→ **Latihan Tertulis A**:
Tentukan apakah setiap pernyataan berikut sesuai dengan kutipan dokumen tentang kepemimpinan ulama. Jawab ya atau tidak, lalu kutip kata-kata penentunya dari teks apa adanya.
(i) Penulis tulisan ini adalah aktivis PMII.
(ii) Menurut teks, syarat kepemimpinan harus sesuai dengan keinginan masyarakat karena kepentingan politiknya.
(iii) Pembicaraan tentang syarat pemimpin yang baik berlangsung di tengah ramainya pesta demokrasi.

Opini

Mencontoh Kepemimpinan Ulama

×

Mencontoh Kepemimpinan Ulama

Sebarkan artikel ini

foto : ilustrasi
Penulis : Suratman Dano Mas’ud, Aktivis PMII, Biro Hukum Dan HAM.
Di tengah-tengah ramainya pesta demokrasi di tanah air Indonesia, syarat seorang pemimpin yang baik menjadi perbincangan yang tidak kalah pentingnya dari pada melihat siapa sosok siapa yang akan bertarung di ring panggung demokrasi bangsa ini. Hal ini menunjukan bahwa tipe atau syarat kepemimpinan harus sesuai dengan keinginan masyarakat bukan karena kepentingan polotiknya melainkan karena tuntutan hati nurani yang merasa cemas dan gelisa melihat perwakilannya di kursi kekuasaan tidak mamapu menjawab kebutuhan dan tuntutan bangsa sehingga diharapkan kelak syarat seorang pemimpin yang baik dan merakyat harus mampu menjawab harapan masyarakat Indonesia.

→ **Latihan Tertulis B**:
Ubah baris-baris daftar data menjadi daftar bernomor tanpa baris kosong. Mulailah dari baris pertama daftar data dan lanjutkan sampai baris yang memuat "1066 185 L 1031".

→ **Daftar Data**:
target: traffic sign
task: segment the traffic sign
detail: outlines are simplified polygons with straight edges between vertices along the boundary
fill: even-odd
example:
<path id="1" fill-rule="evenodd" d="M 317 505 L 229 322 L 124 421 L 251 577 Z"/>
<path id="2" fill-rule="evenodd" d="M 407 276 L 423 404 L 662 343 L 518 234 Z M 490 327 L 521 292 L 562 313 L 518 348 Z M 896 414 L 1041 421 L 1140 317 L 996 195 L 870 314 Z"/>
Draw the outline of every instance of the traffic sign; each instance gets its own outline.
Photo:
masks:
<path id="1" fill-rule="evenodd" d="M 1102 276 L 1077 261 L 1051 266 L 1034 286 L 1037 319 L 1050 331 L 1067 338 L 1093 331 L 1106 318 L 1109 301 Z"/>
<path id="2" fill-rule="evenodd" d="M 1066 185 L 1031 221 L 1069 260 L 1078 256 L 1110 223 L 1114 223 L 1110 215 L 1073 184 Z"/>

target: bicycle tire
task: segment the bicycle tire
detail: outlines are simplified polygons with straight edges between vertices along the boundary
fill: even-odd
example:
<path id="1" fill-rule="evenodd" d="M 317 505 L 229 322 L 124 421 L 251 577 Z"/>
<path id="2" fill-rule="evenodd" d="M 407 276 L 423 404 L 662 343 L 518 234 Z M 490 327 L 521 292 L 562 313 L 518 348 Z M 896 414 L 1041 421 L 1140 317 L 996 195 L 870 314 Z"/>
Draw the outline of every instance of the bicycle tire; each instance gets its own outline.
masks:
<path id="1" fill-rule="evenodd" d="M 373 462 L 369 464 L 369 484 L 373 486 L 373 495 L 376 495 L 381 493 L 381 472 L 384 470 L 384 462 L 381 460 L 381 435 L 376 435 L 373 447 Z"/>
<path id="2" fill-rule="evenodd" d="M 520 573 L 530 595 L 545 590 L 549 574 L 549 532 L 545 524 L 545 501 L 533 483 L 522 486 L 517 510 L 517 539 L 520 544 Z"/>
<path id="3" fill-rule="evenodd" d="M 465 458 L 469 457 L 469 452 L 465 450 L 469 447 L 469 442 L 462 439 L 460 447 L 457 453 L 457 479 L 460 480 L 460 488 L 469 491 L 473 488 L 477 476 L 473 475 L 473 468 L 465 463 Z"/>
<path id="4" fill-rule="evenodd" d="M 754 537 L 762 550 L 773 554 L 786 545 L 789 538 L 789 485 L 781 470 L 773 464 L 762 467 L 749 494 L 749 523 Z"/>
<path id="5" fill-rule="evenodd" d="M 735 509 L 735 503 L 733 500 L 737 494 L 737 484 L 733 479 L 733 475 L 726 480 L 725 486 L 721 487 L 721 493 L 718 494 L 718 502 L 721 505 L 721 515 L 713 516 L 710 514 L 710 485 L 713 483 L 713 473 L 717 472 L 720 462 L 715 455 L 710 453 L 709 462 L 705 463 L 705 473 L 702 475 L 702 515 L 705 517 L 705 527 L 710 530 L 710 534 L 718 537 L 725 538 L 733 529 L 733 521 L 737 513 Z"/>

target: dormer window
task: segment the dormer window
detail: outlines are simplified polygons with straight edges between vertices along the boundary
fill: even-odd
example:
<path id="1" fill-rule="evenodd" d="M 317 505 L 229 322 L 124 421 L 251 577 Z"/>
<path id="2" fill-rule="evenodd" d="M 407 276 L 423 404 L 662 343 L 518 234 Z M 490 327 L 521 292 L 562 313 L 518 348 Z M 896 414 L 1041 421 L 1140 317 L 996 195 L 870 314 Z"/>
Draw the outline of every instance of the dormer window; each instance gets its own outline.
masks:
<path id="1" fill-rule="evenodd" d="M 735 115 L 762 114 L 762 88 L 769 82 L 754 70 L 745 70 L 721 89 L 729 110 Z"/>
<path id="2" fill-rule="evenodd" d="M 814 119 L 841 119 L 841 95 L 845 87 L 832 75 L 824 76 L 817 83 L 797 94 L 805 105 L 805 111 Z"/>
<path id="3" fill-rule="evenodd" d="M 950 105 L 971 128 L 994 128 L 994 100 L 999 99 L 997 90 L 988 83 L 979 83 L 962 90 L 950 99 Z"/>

→ **Jawaban Lengkap A**:
(i) Ya: "Aktivis PMII"
(ii) Tidak: "bukan karena kepentingan polotiknya melainkan karena tuntutan hati nurani"
(iii) Ya: "Di tengah-tengah ramainya pesta demokrasi di tanah air Indonesia"

→ **Jawaban Lengkap B**:
1. target: traffic sign
2. task: segment the traffic sign
3. detail: outlines are simplified polygons with straight edges between vertices along the boundary
4. fill: even-odd
5. example:
6. <path id="1" fill-rule="evenodd" d="M 317 505 L 229 322 L 124 421 L 251 577 Z"/>
7. <path id="2" fill-rule="evenodd" d="M 407 276 L 423 404 L 662 343 L 518 234 Z M 490 327 L 521 292 L 562 313 L 518 348 Z M 896 414 L 1041 421 L 1140 317 L 996 195 L 870 314 Z"/>
8. Draw the outline of every instance of the traffic sign; each instance gets its own outline.
9. Photo:
10. masks:
11. <path id="1" fill-rule="evenodd" d="M 1102 276 L 1077 261 L 1051 266 L 1034 286 L 1037 319 L 1050 331 L 1067 338 L 1093 331 L 1106 318 L 1109 301 Z"/>
12. <path id="2" fill-rule="evenodd" d="M 1066 185 L 1031 221 L 1069 260 L 1078 256 L 1110 223 L 1114 223 L 1110 215 L 1073 184 Z"/>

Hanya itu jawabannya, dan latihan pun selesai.